* _STATED EXERCISE_: Transcribe the Penrose triangle excerpt word for word, everything from "2. Impossible triangle" down to "Ascending and Descending.".

* _SOURCE EXCERPT_:
[start]
2. Impossible triangle — Penrose geometry that can't exist
The Penrose triangle (or "tribar") was first published by mathematician Roger Penrose in 1958, though Swedish artist Oscar Reutersvärd created one in 1934. Each corner looks perfectly normal — the impossibility only emerges when you try to follow the whole shape. M.C. Escher used this principle extensively in works like Waterfall and Ascending and Descending.
const canvas = document.createElement('canvas');
canvas.width = 500; canvas.height = 500;
document.body.appendChild(canvas);
const ctx = canvas.getContext('2d');
const cx = 250, cy = 250;
const outer = 180, inner = 80;
const a3 = Math.PI * 2 / 3;
// Three colors for the three faces
const colors = ['#4488ff', '#44cc88', '#ff6644'];
const darks = ['#2266cc', '#229966', '#cc4422'];
function drawPenroseTriangle(t) {
ctx.clearRect(0, 0, 500, 500);
ctx.fillStyle = '#111';
ctx.fillRect(0, 0, 500, 500);
ctx.save();
ctx.translate(cx, cy);
ctx.rotate(t * 0.2);
// Calculate the six vertices (outer and inner triangle)
[end]
* _GIVEN INFORMATION_:
[start]
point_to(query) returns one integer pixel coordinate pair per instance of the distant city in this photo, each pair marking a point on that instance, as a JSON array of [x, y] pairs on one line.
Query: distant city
[end]
* _PROBLEM SOLUTION_:
2. Impossible triangle — Penrose geometry that can't exist
The Penrose triangle (or "tribar") was first published by mathematician Roger Penrose in 1958, though Swedish artist Oscar Reutersvärd created one in 1934. Each corner looks perfectly normal — the impossibility only emerges when you try to follow the whole shape. M.C. Escher used this principle extensively in works like Waterfall and Ascending and Descending.